[SELECTED TEXT]
* Start *
St. Louis-San Francisco Railway Co. v. Ward

Decision Date16 January 1939
Docket Number4-5335
PartiesST. LOUIS-SAN FRANCISCO RAILWAY COMPANY v. WARD
CourtArkansas Supreme Court

Appeal from Crawford Circuit Court; J. O. Kincannon, Judge reversed.

Judgment reversed and cause dismissed.

J W. Jamison and Warner & Warner, for appellant.

George A. Hurst and Partain & Agee, for appellee.

MCHANEY J. HUMPHREYS and MEHAFFY, JJ., dissent.

OPINION

MCHANEY, J.

This action was brought by appellee against J. M. Kurn and John G. Lonsdale, trustees in bankruptcy, for the St. Louis-San Francisco Railway Company, hereinafter called appellants, and one Hollowell, to recover damages in a large sum alleged to have been sustained by reason of personal injuries on October 14, 1937, while in the employ of appellants, occasioned by the alleged negligence of said Hollowell, a fellow-servant. Trial resulted in a verdict and judgment for $ 5,000, for a reversal of which this appeal is prosecuted.
* End *
[DATA SUPPLIED]
* Start *
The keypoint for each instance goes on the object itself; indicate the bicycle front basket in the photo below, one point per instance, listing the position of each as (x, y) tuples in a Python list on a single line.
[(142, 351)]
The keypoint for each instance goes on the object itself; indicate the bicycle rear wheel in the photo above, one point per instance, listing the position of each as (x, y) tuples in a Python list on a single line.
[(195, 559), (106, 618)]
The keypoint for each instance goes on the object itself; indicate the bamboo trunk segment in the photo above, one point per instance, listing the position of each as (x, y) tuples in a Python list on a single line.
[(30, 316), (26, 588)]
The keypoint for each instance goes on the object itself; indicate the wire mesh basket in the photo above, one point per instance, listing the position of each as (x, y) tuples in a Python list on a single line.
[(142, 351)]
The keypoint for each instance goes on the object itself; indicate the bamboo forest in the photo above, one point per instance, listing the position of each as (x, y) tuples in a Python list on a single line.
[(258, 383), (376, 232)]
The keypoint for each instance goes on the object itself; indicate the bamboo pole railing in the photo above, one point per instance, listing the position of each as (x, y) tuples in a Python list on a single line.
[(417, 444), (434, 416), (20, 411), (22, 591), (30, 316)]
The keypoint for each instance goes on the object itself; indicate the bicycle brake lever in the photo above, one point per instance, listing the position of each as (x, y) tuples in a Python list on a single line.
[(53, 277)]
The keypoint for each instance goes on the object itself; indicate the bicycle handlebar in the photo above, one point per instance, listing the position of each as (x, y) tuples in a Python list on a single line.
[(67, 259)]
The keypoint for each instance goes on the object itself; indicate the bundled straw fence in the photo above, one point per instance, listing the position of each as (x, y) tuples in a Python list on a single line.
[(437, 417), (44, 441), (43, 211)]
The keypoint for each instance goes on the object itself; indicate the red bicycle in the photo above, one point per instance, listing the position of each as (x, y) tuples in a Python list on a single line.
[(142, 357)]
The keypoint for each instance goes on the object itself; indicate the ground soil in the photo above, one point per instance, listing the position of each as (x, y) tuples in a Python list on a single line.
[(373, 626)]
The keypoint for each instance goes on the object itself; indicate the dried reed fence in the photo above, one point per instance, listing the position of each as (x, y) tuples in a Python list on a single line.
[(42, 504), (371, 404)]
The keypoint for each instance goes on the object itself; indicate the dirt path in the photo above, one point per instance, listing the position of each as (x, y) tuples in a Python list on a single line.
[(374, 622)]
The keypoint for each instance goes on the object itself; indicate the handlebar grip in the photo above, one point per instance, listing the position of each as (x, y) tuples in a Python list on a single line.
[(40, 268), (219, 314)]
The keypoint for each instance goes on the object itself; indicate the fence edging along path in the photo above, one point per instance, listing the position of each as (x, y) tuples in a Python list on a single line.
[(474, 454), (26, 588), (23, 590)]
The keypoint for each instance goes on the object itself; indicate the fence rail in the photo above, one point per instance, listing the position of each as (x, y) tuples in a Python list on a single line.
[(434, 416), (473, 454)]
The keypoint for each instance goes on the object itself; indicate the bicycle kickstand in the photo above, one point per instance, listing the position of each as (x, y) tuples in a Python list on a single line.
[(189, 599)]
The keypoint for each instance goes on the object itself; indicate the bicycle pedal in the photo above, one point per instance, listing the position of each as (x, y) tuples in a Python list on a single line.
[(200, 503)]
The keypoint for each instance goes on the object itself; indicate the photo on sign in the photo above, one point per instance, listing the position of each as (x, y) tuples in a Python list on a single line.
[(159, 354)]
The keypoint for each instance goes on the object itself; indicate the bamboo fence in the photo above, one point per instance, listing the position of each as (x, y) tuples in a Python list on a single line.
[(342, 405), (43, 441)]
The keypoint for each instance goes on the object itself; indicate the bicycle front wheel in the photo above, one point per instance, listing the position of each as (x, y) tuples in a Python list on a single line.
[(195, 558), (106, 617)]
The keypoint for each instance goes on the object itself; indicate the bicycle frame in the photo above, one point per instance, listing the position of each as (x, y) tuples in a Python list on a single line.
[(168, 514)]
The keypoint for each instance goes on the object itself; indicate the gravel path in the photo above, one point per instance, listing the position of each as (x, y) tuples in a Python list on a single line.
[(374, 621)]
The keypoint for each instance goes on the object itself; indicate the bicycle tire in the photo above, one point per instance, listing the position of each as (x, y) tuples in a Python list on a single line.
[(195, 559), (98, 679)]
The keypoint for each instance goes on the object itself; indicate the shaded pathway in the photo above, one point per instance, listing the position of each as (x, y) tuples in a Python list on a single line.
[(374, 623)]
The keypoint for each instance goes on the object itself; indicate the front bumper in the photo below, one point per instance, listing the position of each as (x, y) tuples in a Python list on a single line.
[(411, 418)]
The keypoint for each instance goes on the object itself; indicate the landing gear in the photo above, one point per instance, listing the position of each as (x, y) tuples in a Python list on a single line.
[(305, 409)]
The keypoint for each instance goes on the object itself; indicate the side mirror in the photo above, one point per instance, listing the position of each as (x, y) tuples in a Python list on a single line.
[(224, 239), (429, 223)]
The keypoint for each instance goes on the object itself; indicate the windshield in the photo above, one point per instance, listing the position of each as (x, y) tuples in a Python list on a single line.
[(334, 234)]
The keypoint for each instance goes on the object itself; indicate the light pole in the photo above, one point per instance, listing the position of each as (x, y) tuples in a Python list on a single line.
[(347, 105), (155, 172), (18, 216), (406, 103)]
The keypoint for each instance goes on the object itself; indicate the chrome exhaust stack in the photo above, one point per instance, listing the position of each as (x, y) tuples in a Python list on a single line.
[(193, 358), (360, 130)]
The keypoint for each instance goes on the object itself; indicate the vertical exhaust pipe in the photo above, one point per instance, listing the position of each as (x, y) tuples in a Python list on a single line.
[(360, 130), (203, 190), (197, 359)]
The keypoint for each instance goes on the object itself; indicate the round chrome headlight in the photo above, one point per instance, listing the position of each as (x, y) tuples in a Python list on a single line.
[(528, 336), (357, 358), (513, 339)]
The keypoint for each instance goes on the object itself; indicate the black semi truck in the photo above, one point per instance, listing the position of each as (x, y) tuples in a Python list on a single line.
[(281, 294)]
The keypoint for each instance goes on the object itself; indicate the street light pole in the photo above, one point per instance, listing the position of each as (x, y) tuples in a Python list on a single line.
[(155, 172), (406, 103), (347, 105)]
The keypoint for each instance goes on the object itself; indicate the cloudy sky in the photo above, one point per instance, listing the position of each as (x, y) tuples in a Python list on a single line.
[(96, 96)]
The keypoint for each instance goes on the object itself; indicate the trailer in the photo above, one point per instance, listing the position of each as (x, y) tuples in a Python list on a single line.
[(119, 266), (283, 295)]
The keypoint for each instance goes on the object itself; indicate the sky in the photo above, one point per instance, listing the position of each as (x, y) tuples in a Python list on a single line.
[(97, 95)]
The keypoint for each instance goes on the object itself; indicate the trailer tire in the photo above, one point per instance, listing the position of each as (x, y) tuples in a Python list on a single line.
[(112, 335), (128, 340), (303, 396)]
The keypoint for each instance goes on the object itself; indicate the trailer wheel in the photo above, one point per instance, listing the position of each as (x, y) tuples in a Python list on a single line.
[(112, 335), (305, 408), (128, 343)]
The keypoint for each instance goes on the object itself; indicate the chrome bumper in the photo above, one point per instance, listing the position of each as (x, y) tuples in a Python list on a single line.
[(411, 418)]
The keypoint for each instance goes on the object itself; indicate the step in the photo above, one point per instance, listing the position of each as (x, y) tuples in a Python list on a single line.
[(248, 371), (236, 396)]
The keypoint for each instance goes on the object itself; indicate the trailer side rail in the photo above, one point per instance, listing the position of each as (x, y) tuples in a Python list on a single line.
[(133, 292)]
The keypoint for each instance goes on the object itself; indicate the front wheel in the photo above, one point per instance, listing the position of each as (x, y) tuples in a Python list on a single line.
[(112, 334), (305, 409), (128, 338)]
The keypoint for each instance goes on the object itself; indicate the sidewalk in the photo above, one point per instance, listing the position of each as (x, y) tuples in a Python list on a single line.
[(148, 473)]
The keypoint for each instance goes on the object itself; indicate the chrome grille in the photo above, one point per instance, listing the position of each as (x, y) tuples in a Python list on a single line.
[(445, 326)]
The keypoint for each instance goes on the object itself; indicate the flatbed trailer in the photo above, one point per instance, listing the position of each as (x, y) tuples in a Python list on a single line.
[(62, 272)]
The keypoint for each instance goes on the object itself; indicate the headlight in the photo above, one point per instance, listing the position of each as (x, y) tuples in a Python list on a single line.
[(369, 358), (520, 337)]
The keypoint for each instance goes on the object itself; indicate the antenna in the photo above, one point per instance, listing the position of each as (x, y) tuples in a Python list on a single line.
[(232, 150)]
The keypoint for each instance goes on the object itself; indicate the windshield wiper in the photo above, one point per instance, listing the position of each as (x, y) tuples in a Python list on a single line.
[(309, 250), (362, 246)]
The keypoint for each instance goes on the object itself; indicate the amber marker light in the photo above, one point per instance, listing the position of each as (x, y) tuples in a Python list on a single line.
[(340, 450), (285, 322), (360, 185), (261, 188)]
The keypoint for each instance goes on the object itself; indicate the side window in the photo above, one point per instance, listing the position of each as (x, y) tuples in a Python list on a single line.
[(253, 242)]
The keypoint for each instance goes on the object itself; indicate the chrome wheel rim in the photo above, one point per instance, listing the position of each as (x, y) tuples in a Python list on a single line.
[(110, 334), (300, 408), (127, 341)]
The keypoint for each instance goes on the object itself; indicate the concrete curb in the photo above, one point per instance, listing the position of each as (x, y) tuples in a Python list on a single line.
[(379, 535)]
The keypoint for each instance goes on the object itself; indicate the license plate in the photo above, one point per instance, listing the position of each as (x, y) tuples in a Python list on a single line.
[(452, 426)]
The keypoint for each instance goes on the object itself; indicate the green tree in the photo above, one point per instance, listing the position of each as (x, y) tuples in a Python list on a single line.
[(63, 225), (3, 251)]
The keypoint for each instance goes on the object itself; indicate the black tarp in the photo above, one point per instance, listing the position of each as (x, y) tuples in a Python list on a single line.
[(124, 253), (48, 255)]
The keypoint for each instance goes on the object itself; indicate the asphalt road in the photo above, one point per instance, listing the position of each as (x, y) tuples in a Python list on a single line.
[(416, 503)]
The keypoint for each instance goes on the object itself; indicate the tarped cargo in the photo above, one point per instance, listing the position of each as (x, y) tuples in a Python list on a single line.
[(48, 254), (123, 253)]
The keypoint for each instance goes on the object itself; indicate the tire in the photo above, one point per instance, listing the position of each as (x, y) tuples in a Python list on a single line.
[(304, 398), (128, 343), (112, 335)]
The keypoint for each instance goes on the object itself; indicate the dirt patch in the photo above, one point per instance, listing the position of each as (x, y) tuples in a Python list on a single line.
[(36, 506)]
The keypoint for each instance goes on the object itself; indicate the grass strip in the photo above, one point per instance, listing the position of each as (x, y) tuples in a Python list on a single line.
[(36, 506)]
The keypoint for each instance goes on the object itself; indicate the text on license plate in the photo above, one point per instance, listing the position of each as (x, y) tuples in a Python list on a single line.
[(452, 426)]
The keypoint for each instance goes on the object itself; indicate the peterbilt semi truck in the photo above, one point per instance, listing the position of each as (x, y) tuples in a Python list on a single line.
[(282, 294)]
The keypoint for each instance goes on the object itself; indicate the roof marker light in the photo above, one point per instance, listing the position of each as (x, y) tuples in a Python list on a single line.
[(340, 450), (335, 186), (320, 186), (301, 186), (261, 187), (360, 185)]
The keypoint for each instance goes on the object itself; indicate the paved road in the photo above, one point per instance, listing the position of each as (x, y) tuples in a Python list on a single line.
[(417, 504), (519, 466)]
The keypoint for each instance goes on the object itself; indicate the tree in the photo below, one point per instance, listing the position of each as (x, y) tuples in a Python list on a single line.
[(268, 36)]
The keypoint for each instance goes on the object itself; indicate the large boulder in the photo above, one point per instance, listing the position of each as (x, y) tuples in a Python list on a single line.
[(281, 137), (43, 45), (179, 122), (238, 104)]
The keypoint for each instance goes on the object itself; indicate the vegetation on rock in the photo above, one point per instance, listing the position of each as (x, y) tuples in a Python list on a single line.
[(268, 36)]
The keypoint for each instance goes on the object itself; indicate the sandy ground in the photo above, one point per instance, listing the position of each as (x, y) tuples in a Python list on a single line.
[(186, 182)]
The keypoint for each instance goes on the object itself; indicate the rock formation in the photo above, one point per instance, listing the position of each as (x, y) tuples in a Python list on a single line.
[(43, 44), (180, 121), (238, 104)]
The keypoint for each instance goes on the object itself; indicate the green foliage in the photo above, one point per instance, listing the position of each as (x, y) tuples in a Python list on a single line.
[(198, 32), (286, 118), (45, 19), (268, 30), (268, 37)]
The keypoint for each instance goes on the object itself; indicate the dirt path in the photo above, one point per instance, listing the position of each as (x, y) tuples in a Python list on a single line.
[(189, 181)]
* End *
[TASK TO COMPLETE] Reproduce everything in the court opinion above from "St. Louis-San Francisco Railway Co." down to "and cause dismissed.", word for word.

[FINAL RESULT]
St. Louis-San Francisco Railway Co. v. Ward

Decision Date16 January 1939
Docket Number4-5335
PartiesST. LOUIS-SAN FRANCISCO RAILWAY COMPANY v. WARD
CourtArkansas Supreme Court

Appeal from Crawford Circuit Court; J. O. Kincannon, Judge reversed.

Judgment reversed and cause dismissed.